▸ Exercise 1
From the article on Avangrid's earnings, transcribe word for word the part that opens with the words containing "Avangrid, the U.S." and closes with "wind power fleet.".
▸ Exercise 2
According to the article on Avangrid's earnings, what was the company's renewables net income in the first quarter?

▸ Selected extract
Avangrid, the U.S. utility group and renewables developer, has withdrawn its long-term guidance for the 2018-2022 period due to disruptions from the coronavirus pandemic and permitting delays.
Avangrid, which is publicly listed but majority-owned by Spain's Iberdrola, reported a higher profit in the first quarter of 2020, driven by an improved performance from its 7.5-gigawatt onshore wind power fleet.
The Connecticut-based company reported first-quarter consolidated net income of $236 million, or $0.76 per share, compared to $219 million, or $0.71 per share, in the same quarter last year. That’s a significant uptick from its less-than-stellar performance in 2019, when earnings dropped modestly.
In a Wednesday conference call, CEO James Torgerson credited the improved performance to better wind production from its huge base of existing U.S. renewables capacity, including 831 megawatts of onshore wind built last year by its Oregon-based Avangrid Renewables subsidiary. Avangrid is the third-largest U.S. wind power producer behind Berkshire Hathaway Energy and NextEra Energy, according to the American Wind Energy Association.
Despite the coronavirus pandemic, Avangrid remains on track to complete 908 megawatts of onshore wind and repowering projects this year, and it is maintaining essential operations at its utilities, Torgerson said.
Renewables net income grew to $52 million in the first quarter compared to $4 million in the same quarter last year. That more than compensated for a slight fall in income from its Avangrid Networks subsidiary of eight utilities serving 3.25 million customers in New York and New England.

▸ Data provided

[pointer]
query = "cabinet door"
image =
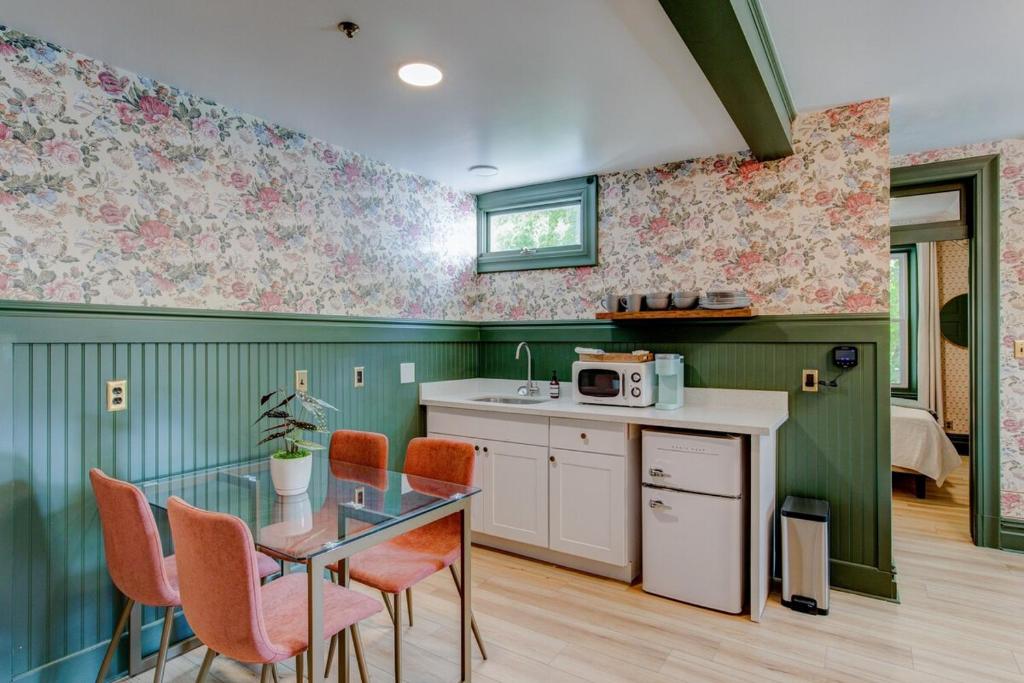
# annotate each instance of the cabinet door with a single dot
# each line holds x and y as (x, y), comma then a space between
(588, 505)
(516, 481)
(477, 504)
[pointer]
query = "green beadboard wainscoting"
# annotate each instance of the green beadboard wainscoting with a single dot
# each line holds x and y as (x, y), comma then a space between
(194, 377)
(194, 383)
(836, 443)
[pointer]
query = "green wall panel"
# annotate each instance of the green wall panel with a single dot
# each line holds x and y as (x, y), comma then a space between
(193, 379)
(190, 404)
(834, 446)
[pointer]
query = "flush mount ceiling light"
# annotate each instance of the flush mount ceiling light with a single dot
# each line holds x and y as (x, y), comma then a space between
(420, 74)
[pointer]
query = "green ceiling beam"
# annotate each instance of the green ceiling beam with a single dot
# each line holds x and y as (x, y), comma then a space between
(730, 41)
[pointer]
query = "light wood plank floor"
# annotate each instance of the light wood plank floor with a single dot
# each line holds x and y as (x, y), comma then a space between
(962, 619)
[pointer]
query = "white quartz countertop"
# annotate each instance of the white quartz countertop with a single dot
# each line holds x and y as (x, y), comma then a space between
(736, 411)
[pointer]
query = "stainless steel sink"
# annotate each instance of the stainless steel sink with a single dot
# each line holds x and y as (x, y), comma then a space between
(512, 400)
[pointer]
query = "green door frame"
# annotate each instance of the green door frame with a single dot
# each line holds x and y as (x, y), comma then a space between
(980, 175)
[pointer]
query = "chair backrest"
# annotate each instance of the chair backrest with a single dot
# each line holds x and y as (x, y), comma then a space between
(367, 449)
(131, 540)
(442, 459)
(219, 583)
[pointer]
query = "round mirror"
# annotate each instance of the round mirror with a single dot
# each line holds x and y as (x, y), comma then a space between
(953, 319)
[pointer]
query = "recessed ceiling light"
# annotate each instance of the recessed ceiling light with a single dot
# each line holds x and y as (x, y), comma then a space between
(483, 170)
(420, 74)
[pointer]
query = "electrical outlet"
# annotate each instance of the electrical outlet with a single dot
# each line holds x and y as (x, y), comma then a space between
(117, 395)
(407, 371)
(810, 381)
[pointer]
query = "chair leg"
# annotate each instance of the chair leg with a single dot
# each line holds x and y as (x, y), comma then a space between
(397, 640)
(357, 646)
(115, 638)
(387, 605)
(330, 654)
(165, 639)
(205, 669)
(472, 619)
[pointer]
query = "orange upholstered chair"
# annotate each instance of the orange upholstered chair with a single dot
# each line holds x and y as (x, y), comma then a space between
(400, 563)
(135, 559)
(367, 449)
(228, 609)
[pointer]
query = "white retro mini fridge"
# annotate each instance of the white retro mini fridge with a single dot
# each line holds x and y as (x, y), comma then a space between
(695, 518)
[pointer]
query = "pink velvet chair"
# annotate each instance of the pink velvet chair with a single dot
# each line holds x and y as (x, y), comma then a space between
(400, 563)
(135, 560)
(228, 609)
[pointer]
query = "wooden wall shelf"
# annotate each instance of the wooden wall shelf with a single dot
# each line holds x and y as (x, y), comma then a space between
(690, 314)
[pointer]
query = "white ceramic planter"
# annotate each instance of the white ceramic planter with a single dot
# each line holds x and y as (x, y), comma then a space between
(291, 476)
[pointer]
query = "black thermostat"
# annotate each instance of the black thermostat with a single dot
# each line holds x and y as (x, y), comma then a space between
(845, 356)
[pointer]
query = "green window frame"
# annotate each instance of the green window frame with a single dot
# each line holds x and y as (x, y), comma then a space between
(580, 191)
(910, 389)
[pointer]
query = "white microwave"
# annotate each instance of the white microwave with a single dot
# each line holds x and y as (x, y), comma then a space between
(630, 384)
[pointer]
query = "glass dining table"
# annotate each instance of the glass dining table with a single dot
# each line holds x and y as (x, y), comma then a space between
(347, 508)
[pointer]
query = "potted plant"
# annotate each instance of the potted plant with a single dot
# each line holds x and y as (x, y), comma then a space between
(291, 465)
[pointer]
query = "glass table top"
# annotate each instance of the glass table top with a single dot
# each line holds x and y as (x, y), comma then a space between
(343, 503)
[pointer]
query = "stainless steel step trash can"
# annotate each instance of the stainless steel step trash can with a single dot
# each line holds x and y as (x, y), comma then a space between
(805, 555)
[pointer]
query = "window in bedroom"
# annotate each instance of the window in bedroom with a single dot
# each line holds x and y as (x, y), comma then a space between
(902, 321)
(550, 225)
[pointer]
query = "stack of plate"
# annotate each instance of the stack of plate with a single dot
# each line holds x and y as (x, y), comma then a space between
(725, 299)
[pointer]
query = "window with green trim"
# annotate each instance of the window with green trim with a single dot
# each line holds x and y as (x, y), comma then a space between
(551, 225)
(903, 322)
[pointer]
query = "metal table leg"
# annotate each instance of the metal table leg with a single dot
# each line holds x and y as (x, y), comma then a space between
(467, 589)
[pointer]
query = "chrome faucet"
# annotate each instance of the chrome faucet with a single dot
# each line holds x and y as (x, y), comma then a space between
(528, 388)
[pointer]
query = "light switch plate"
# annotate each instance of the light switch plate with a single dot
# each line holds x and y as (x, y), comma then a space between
(408, 373)
(117, 395)
(809, 381)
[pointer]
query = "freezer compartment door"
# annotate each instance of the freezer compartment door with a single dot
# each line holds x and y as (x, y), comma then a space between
(695, 462)
(694, 548)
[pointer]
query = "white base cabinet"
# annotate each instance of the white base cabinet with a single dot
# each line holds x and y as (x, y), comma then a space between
(573, 494)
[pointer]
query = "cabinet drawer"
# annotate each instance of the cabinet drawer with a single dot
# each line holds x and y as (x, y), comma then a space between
(590, 435)
(483, 425)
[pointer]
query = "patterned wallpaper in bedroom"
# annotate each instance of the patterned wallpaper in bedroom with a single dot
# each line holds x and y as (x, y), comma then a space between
(952, 258)
(115, 188)
(1012, 304)
(805, 235)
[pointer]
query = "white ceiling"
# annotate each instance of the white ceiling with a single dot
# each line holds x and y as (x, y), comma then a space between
(543, 89)
(952, 69)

▸ Answer area 1
Avangrid, the U.S. utility group and renewables developer, has withdrawn its long-term guidance for the 2018-2022 period due to disruptions from the coronavirus pandemic and permitting delays.
Avangrid, which is publicly listed but majority-owned by Spain's Iberdrola, reported a higher profit in the first quarter of 2020, driven by an improved performance from its 7.5-gigawatt onshore wind power fleet.

▸ Answer area 2
$52 million